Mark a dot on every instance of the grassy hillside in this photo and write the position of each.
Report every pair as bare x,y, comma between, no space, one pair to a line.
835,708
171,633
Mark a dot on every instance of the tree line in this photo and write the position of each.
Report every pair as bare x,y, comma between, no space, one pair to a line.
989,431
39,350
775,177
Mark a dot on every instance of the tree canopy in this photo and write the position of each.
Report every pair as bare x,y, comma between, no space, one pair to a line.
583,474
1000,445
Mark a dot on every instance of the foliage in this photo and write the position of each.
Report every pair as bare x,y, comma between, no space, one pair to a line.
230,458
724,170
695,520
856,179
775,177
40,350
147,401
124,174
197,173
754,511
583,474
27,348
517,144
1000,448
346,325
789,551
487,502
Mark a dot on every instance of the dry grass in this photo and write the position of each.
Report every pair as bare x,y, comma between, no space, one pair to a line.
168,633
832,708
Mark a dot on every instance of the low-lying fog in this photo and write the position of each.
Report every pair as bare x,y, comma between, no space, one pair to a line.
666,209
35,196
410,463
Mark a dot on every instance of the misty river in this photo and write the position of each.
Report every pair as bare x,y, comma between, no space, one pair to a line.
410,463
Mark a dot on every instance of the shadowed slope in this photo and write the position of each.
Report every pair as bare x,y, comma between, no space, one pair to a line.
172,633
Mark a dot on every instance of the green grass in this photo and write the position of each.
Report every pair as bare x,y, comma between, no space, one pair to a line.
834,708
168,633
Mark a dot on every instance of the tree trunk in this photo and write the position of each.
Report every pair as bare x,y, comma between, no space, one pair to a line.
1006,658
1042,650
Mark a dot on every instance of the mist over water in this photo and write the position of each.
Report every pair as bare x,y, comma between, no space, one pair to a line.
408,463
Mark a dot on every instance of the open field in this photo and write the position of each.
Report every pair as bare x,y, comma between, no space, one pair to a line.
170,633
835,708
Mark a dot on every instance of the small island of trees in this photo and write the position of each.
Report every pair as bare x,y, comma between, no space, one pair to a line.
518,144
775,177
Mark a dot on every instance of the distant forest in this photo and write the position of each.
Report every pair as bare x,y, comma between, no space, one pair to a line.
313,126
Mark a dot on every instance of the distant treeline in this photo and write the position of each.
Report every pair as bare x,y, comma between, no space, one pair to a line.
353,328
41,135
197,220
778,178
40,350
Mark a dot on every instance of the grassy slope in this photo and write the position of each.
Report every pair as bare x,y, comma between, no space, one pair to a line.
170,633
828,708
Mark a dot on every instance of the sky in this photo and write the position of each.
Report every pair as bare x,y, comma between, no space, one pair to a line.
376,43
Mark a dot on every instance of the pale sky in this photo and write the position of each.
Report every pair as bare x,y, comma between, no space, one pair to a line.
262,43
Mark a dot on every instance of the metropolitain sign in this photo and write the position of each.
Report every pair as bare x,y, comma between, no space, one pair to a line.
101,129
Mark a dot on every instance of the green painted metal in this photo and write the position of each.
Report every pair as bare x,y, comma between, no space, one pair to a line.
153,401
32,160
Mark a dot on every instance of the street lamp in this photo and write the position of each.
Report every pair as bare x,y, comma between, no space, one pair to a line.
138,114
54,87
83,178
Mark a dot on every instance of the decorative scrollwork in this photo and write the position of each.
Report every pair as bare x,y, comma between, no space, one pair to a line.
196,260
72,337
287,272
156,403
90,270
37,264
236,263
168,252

++++++++++++++++++++

== TASK REQUIREMENTS ==
Restate the records in full, keeping every word as it is.

== ANSWER SPACE ==
Mark a dot on every instance of the grassy hillside in this photo and write the position of each.
Report every pair as bare x,y, comma between, no space, one pair to a line.
835,708
171,633
Mark a dot on every instance of the tree line in this photo and write the position of each.
Report every pair as bare x,y, comma between, no space, one pair to a line.
989,431
39,350
775,177
Mark a dot on every instance of the tree canopy in this photo and write the position of each.
Report every pair as bare x,y, comma between, no space, one pair to a line.
583,474
1000,445
Mark a dot on every instance of the foliage in this photo and write the position of each.
Report every pair as bare x,y, comma between, no space, one pair to a line.
230,458
724,170
695,520
856,179
775,177
40,350
147,401
124,174
197,173
754,511
583,474
27,348
517,144
1000,448
346,325
789,551
487,502
Mark a dot on every instance of the dry grass in this photo and write the position of each.
Report every pair as bare x,y, comma between, no space, one pair to a line.
168,633
832,708
Mark a dot on every instance of the low-lying fog in this photo and write the position of each.
Report every pair as bare x,y, comma between, no space, one pair to a line.
666,209
35,196
410,463
Mark a dot on every instance of the misty river in this photo and write the position of each.
Report every pair as bare x,y, comma between, no space, one pair to a line.
410,463
Mark a dot on every instance of the shadowed slope in this photo and write the position of each.
Report every pair as bare x,y, comma between, no space, one pair to a line.
172,633
Mark a dot on every instance of the green grass in this photo and write the position of each.
Report every pair as bare x,y, comma between, no space, one pair to a line.
834,708
168,633
Mark a dot on every instance of the tree trunk in this photo and write the position of each.
Report every pair as bare x,y, comma between, no space, one pair to a line.
1006,658
1042,650
Mark a dot on every instance of the mist over water in this photo and write the position of each.
Report every pair as bare x,y, comma between, no space, one pair to a line.
408,463
Mark a dot on every instance of the open field in this photo and write the position of each.
Report every pair as bare x,y, comma between, no space, one pair to a line.
170,633
835,708
Mark a dot on every instance of the small island of trees in this photo and write the position of each.
Report every pair as bare x,y, comma between, no space, one pair to a line.
518,144
775,177
Mark a dot on every instance of the distant forest in this photo and write the position of each.
Report every pair as bare x,y, comma between, no space, one pair to a line.
313,126
Mark a dot on every instance of the distant treeline in this photo and write the position of each.
Report every pair as bare x,y, comma between, no space, one pair to a line.
353,328
41,135
197,220
778,178
40,350
Mark a dot on every instance of the grassy slope in this photo and write the position of each.
Report every pair as bare x,y, comma between, no space, one pair to a line.
170,633
828,708
Mark a dot on every instance of the sky in this photo and write the position of each.
Report every pair as bare x,y, comma between, no space, one pair to a line.
376,43
Mark a dot on every instance of the pale sky in this photo and write the position of each.
Report every pair as bare x,y, comma between, no space, one pair to a line.
262,43
Mark a dot on every instance of the metropolitain sign in this photo and write the position of each.
Report every pair as bare x,y, comma between, no space, one pair to a line.
101,129
Mark a dot on every instance of the green painted metal in this photo and write the position of each.
Report every pair as bare x,y, comma between, no space, one pair to a line.
153,401
32,160
Mark a dot on every instance of the street lamp in this photo and write the position of each.
Report every pair as bare x,y, comma between, no space, one pair to a line.
138,114
54,87
83,178
Mark a dot on every instance of the decorative scrollwork in this photo and write the position of each.
Report every pair as bare x,y, comma between, no space, one pair to a line.
196,260
72,337
287,272
156,403
90,270
37,264
236,263
168,252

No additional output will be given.